▸ WHAT IS REQUIRED:
Copy out all the records, word for word.

══ DATA SHOWN

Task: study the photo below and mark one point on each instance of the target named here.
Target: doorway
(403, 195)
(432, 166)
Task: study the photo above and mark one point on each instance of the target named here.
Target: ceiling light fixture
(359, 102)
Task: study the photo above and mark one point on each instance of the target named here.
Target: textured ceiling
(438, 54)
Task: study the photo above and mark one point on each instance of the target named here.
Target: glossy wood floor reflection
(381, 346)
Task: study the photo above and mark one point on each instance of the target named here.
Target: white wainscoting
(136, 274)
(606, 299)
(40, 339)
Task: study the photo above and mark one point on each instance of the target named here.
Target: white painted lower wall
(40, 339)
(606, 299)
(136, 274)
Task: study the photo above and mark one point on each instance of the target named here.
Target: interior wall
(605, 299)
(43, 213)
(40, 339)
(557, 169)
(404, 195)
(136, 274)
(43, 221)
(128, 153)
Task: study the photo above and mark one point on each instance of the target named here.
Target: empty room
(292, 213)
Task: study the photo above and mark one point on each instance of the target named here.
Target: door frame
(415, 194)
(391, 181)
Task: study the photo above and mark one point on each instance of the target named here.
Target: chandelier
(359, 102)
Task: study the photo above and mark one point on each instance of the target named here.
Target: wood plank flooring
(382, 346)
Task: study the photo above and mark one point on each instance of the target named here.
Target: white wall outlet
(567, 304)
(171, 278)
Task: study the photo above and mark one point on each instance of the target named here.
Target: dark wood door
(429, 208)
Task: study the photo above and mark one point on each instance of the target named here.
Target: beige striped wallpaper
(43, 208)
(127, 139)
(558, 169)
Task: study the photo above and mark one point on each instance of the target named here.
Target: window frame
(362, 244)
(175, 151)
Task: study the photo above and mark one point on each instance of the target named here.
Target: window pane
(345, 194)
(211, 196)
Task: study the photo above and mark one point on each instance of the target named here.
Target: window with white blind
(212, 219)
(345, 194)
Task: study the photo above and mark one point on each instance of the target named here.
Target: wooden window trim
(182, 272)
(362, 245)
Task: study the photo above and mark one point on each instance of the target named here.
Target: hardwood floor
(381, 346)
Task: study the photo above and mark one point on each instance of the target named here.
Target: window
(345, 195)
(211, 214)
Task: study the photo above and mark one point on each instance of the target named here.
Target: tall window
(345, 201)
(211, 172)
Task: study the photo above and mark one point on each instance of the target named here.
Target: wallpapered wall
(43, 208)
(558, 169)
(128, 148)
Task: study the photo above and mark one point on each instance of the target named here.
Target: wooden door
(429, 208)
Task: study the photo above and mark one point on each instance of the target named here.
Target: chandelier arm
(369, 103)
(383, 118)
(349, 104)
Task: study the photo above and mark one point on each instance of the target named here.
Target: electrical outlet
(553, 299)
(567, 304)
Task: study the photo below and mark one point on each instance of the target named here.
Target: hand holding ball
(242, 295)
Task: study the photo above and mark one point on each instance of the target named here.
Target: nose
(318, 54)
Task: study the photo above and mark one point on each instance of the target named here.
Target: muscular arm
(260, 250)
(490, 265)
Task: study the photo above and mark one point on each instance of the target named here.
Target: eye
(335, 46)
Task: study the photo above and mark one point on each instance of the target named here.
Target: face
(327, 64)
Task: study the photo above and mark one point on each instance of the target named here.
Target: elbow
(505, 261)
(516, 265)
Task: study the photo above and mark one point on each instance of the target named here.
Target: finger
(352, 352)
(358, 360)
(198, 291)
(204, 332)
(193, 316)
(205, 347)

════

▸ ANSWER TO THE EXERCISE:
Task: study the photo below and mark one point on each instance of the target named here.
Target: doorway
(403, 195)
(432, 166)
Task: study the photo above and mark one point on each instance of the target named here.
Target: ceiling light fixture
(359, 102)
Task: study the photo above and mark one point on each instance of the target named here.
Target: textured ceiling
(438, 54)
Task: study the photo above and mark one point on each instance of the target named here.
Target: glossy wood floor reflection
(381, 346)
Task: study the photo above and mark one point on each instance of the target named here.
Target: white wainscoting
(136, 274)
(606, 299)
(40, 339)
Task: study the photo above and mark one point on each instance of the target named here.
Target: white painted lower wall
(40, 339)
(606, 299)
(136, 274)
Task: study the photo above and mark one point on each instance of the target named here.
Target: interior wall
(605, 299)
(43, 213)
(40, 339)
(557, 169)
(404, 195)
(136, 274)
(43, 221)
(128, 153)
Task: study the photo above and mark one point on each instance of the target named here.
Target: empty room
(292, 213)
Task: study the photo above and mark one point on each instance of the target named here.
Target: door frame
(415, 194)
(391, 181)
Task: study the photo above and mark one point on each instance of the target named here.
Target: chandelier
(359, 102)
Task: study the photo above and mark one point on each instance of the target named here.
Target: wood plank flooring
(382, 346)
Task: study the photo above and mark one point on each instance of the target named here.
Target: white wall outlet
(567, 304)
(171, 278)
Task: study the photo above and mark one point on each instance of the target named here.
Target: dark wood door
(429, 208)
Task: study the photo above and mark one point on each instance of the target named here.
Target: beige striped wallpaper
(43, 208)
(127, 139)
(558, 169)
Task: study the photo above and mark one point on each instance of the target named here.
Target: window frame
(362, 244)
(175, 151)
Task: study the photo above and mark one point on each instance of the target named here.
Target: window pane
(345, 194)
(211, 196)
Task: study the photo above and mark one point on each instance of the target named here.
Target: window with white blind
(212, 219)
(345, 194)
Task: study the photo above and mark one point on each instance of the target named here.
Target: wooden window trim
(182, 272)
(362, 245)
Task: study the photo above and mark one point on each instance of the target named here.
Target: hardwood floor
(381, 346)
Task: study the photo above and mark one point on each instance of the target named here.
Target: window
(345, 195)
(211, 214)
Task: study the photo above and mark one point on each instance of the target named here.
Target: tall window
(345, 201)
(211, 172)
Task: study the photo above and mark one point on each instance of the target named here.
Target: wallpapered wall
(43, 208)
(558, 169)
(128, 148)
Task: study the photo above and mark one point on each instance of the target named here.
Target: wooden door
(429, 208)
Task: study the photo above and mark one point on each instance of the target named here.
Target: chandelier arm
(369, 103)
(383, 118)
(349, 104)
Task: study the photo above and mark one point on each instance of the target named here.
Target: electrical outlet
(553, 299)
(567, 304)
Task: study the photo below and mark one point on each instance of the target named here.
Target: hand holding ball
(242, 295)
Task: study the photo above and mark one point on each instance of the target named here.
Target: nose
(318, 54)
Task: study the photo above and mark one point on each instance of the target named here.
Target: muscular arm
(260, 250)
(490, 265)
Task: study the photo above and mark one point on each instance of the target named here.
Target: eye
(335, 46)
Task: study the photo above and mark one point on each instance of the target named here.
Target: face
(327, 64)
Task: study the photo above and mark one point on each instance of the target named here.
Target: elbow
(505, 261)
(516, 265)
Task: study the photo above and mark one point on each instance of the target named here.
Target: finger
(352, 352)
(358, 360)
(198, 291)
(204, 332)
(193, 316)
(205, 347)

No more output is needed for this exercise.